Task to complete: Using the records below, quote only the span that opens with the line containing "example = [(509, 525)]" and closes with the line containing "example = [(399, 4)]", exactly and inclusively.

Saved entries
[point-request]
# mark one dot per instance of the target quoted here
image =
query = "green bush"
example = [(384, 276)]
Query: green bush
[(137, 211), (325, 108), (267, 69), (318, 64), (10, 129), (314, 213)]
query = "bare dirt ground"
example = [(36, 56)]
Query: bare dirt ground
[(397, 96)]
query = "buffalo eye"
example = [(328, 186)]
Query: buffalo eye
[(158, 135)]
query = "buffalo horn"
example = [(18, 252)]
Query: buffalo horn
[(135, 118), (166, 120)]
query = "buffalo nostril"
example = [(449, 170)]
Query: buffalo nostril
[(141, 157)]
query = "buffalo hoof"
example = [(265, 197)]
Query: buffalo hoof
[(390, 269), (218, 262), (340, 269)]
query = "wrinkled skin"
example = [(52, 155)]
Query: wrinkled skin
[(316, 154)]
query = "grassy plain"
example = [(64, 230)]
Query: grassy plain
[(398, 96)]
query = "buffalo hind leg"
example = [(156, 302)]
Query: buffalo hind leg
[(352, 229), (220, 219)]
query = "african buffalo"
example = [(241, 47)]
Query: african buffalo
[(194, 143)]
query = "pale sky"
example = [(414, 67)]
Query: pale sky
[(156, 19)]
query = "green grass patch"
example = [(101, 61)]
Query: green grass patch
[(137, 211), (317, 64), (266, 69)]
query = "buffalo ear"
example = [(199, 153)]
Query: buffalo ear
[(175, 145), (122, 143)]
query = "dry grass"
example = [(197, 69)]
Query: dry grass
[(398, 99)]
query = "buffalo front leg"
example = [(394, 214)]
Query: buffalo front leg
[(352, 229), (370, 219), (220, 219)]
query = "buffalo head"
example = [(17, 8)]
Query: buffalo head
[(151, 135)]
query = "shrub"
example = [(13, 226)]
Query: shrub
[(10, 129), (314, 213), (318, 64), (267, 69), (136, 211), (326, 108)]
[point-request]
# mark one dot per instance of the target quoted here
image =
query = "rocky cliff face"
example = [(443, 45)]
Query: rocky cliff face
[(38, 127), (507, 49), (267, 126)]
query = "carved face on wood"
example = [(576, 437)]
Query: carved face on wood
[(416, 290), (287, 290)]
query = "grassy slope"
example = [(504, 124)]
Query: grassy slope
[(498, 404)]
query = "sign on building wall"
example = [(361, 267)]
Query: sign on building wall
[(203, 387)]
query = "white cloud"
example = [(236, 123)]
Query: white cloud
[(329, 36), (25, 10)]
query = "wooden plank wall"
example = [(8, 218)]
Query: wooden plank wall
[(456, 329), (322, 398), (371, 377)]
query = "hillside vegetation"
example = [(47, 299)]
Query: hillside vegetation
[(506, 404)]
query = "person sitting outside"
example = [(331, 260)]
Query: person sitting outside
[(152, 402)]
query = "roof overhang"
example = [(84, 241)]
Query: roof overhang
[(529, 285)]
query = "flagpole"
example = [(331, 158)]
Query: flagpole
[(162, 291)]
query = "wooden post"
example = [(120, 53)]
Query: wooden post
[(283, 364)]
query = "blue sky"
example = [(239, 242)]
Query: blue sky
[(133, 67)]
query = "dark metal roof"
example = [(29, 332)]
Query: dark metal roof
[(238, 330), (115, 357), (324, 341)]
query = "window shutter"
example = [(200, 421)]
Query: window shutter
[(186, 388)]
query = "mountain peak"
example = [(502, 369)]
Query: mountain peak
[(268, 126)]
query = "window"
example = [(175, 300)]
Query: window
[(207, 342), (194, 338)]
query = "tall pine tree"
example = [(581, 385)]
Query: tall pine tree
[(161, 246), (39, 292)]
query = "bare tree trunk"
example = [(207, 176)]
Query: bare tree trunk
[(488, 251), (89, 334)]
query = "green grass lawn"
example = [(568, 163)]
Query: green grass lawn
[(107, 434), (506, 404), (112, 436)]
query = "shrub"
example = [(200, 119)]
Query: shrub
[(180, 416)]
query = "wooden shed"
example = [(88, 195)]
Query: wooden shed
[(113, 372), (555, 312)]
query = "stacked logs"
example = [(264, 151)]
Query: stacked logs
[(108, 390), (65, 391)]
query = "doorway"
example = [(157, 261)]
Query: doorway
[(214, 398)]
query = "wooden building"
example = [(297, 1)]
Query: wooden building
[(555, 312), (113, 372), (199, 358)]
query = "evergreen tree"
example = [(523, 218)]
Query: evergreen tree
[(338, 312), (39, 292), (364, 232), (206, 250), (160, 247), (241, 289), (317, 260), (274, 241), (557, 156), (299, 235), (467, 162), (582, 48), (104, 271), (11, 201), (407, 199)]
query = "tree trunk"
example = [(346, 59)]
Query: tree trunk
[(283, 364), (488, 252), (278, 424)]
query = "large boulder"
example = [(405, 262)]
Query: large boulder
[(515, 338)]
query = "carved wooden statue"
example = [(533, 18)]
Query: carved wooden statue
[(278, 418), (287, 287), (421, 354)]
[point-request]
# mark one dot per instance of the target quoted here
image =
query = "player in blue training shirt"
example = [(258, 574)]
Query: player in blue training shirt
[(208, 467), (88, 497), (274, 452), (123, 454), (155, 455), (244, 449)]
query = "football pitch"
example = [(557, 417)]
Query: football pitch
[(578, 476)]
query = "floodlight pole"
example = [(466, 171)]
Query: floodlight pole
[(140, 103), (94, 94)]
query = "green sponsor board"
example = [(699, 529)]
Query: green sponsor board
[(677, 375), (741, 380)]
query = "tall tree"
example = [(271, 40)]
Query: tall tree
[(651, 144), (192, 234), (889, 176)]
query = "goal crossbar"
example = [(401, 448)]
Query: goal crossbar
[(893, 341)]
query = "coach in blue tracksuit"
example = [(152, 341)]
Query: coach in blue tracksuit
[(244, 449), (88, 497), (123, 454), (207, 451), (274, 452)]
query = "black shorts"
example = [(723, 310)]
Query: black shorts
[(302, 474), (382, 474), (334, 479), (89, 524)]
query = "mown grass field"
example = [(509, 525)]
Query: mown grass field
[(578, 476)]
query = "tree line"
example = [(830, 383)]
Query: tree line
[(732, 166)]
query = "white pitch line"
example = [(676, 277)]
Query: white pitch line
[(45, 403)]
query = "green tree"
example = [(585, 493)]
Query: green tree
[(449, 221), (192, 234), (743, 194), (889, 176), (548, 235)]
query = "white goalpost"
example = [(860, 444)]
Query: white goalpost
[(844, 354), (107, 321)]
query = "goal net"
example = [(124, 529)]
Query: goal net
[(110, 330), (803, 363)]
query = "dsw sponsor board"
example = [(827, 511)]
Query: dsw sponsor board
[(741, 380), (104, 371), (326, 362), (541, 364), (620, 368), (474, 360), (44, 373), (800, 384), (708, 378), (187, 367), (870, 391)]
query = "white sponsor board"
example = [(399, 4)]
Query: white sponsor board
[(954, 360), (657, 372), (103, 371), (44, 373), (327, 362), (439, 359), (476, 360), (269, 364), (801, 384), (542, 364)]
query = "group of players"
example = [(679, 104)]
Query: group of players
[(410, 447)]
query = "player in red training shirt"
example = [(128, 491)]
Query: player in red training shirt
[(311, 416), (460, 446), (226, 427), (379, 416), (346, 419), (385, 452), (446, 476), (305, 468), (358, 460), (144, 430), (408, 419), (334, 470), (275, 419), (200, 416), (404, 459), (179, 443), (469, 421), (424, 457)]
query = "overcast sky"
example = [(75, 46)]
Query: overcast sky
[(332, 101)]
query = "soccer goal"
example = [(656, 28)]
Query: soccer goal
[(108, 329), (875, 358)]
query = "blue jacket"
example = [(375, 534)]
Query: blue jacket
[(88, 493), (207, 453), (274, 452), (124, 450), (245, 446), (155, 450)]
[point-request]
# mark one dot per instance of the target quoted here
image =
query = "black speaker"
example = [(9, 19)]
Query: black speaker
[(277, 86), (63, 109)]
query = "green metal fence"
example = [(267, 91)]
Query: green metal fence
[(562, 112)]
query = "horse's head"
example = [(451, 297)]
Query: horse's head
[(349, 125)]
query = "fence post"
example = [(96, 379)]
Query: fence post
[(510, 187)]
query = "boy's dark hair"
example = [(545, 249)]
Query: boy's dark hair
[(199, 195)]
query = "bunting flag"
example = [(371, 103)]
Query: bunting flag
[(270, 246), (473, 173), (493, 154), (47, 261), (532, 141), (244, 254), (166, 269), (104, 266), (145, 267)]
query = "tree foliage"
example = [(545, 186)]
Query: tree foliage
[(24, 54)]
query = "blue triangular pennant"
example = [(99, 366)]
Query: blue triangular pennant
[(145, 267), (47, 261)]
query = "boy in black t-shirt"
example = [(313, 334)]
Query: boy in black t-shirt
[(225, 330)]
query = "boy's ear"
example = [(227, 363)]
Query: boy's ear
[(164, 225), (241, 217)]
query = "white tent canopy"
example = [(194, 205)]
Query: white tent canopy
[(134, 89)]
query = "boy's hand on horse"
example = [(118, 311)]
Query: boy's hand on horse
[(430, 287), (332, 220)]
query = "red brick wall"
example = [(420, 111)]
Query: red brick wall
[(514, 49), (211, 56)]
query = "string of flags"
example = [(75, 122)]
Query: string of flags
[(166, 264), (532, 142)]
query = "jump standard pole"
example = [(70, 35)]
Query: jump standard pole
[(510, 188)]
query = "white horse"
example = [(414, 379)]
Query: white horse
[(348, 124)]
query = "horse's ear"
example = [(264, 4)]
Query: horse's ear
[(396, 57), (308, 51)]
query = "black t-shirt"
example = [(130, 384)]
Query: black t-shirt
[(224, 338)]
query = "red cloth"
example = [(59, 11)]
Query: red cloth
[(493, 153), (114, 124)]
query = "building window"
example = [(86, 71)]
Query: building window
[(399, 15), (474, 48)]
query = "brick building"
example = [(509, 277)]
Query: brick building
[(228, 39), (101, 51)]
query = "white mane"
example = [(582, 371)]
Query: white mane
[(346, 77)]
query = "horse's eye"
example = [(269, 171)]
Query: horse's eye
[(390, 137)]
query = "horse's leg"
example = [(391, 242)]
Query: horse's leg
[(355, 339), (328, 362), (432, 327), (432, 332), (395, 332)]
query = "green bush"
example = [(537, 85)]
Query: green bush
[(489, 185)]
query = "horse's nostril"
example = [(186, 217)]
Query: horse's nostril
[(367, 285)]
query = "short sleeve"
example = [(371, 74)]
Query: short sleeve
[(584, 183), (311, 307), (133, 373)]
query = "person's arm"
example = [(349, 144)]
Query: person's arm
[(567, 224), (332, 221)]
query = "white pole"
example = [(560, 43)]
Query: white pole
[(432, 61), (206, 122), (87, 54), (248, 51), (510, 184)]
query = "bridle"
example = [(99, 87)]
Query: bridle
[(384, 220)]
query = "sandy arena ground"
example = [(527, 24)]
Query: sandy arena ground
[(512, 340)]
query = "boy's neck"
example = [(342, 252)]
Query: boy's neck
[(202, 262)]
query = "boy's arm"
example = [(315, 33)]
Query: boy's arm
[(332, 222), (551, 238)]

Response area:
example = [(509, 525)]
Query: mown grass field
[(578, 476)]
query = "tree line"
example = [(830, 383)]
Query: tree line
[(732, 166)]
query = "white pitch line"
example = [(676, 277)]
Query: white pitch line
[(45, 403)]
query = "green tree"
example = [(585, 493)]
Query: green tree
[(449, 221), (192, 234), (743, 194), (889, 176), (548, 235)]
query = "white goalpost"
example = [(860, 444)]
Query: white goalpost
[(844, 354), (107, 321)]
query = "goal net"
example = [(124, 529)]
Query: goal net
[(110, 330), (803, 363)]
query = "dsw sponsor board"
example = [(827, 511)]
Query: dsw sponsor board
[(741, 380), (104, 371), (326, 362), (541, 364), (620, 368), (474, 360), (44, 373), (800, 384), (708, 378), (187, 367), (870, 391)]
query = "white sponsor board"
example = [(399, 4)]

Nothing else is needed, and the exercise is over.